Rich is screamingly funny in articulating these fears -- from the consequences of climate change, to nuclear and terrorist threats, up to asteroids hitting the earth. The week after the Boston Marathon bombing and the day the Times reports that a Midwest scarred by drought is now covered with floodwaters makes them seem anything but remote.

Rich is a post-modernist writer in the vein of Don DeLillo and Jess Walter -- sardonic, cynical, but deep down idealistic about human nature. Mitchell remains sympathetic even in the disturbing end of the book when, having survived this catastrophe, he accepts the consequences of what this means for how he lives his life.

There are two women in Mitchell's life -- the mystical Elsa and the pragmatic Jane. He is subservient first to one and then to the other, breaking free only after he has had to make his choices about dealing with catastrophe and mastering his fear. At least, we presume he has mastered it, because his life is changed and he is for once truly independent.

Mitchell's parents and his FutureWorld employer offer humorous sidelights, but it is Jane -- ambitious, bright, sexy, vulnerable -- who brings what passes for normalcy in our society into conflict with Mitchell's own quest. He deals with Jane's various temptations even as he seeks answers to Elsa's mysterious exile in a survivalist farm and her own way of dealing with a mortally dangerous heart condition.

This is an imaginative, ultra-timely, idiosyncratic portrayal of the dark side of our modern world -- the fears we try to keep at bay but which are never far away.

Tuesday, April 9, 2013

The Panda's Thumb

I was glad when somebody in my new book group suggested this collection of essays by Stephen Jay Gould as our selection for April. It had been sitting on my shelf (shelves, really, since it moved with me several times) for a good 30 years.

I'm glad I finally got to read (most of) it, but I understand now why it sat on my shelf for so long. Gould is an entertaining writer, witty and widely read. But these are unredacted columns he published on a monthly basis in the 1970s. This means the essays are pointed and informative, but also somewhat repetitive and shallow, and by now out of date.

As I said during our discussion of the book, what struck me most was how his openness to the facts of science challenges the reader to face up to legacy notions of creationism, intelligent design, and progress. Gould's full-blooded Darwinism leaves no room for a divine plan or a special place for mankind in creation. Even his concession that our cultural evolution is "Lamarckian" in nature -- we are able to pass on acquired attributes -- begs the question of how much progress mankind has actually made. There may be a way to reconcile this science to faith, but that's not my challenge and I'm not sure how it would be done.

# [LISTED ENTRIES]
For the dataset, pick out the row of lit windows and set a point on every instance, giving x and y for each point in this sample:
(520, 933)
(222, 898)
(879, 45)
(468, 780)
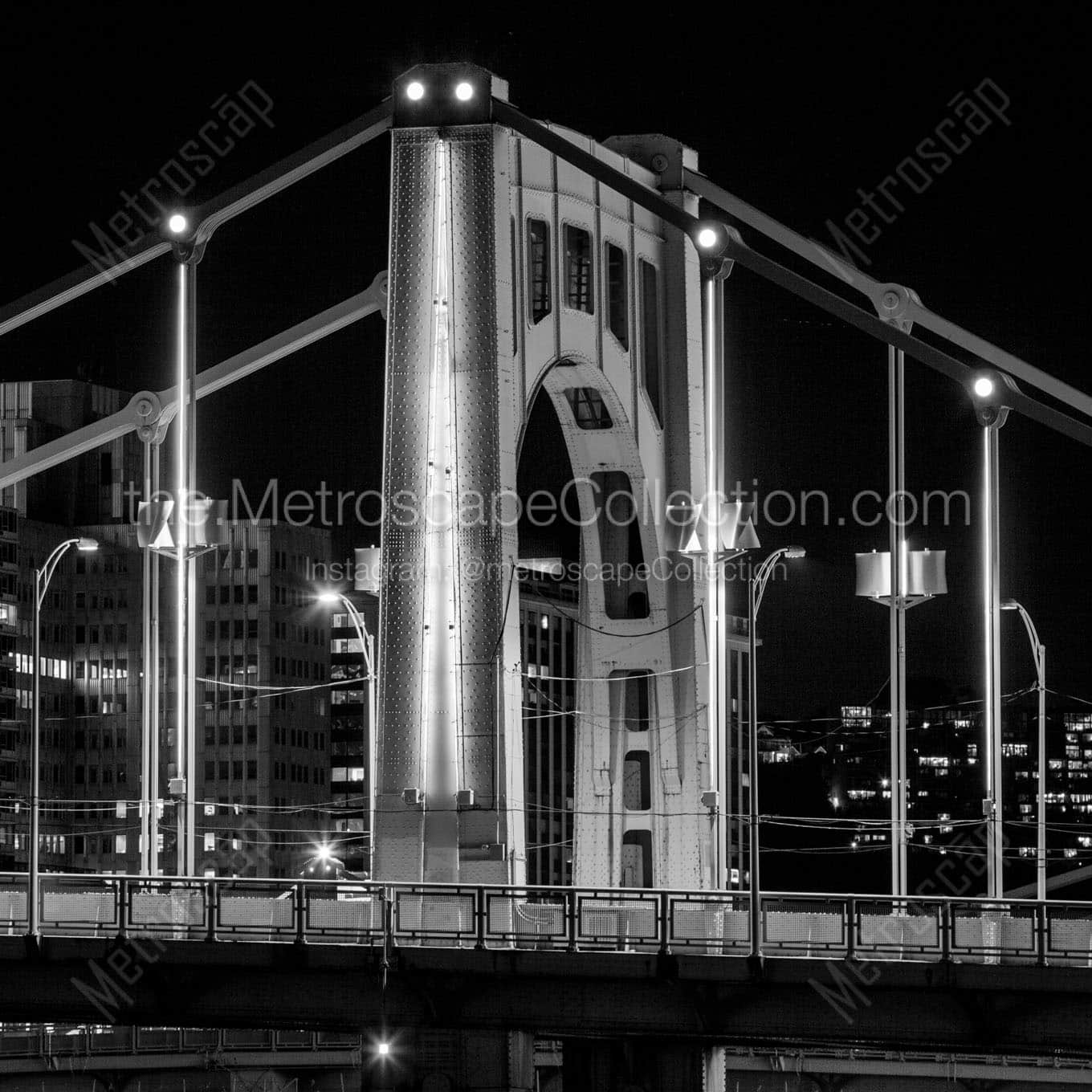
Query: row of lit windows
(298, 773)
(234, 768)
(48, 666)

# [WORK INSTRUCTIONS]
a - According to the book reviews, in what decade did Gould publish the monthly columns collected in The Panda's Thumb?
b - Repeat everything in the book reviews from "I was glad when" down to "out of date.".
The items come from a separate source.

# [ANSWERS FOR THE EXERCISE]
a - The 1970s.

b -
I was glad when somebody in my new book group suggested this collection of essays by Stephen Jay Gould as our selection for April. It had been sitting on my shelf (shelves, really, since it moved with me several times) for a good 30 years.

I'm glad I finally got to read (most of) it, but I understand now why it sat on my shelf for so long. Gould is an entertaining writer, witty and widely read. But these are unredacted columns he published on a monthly basis in the 1970s. This means the essays are pointed and informative, but also somewhat repetitive and shallow, and by now out of date.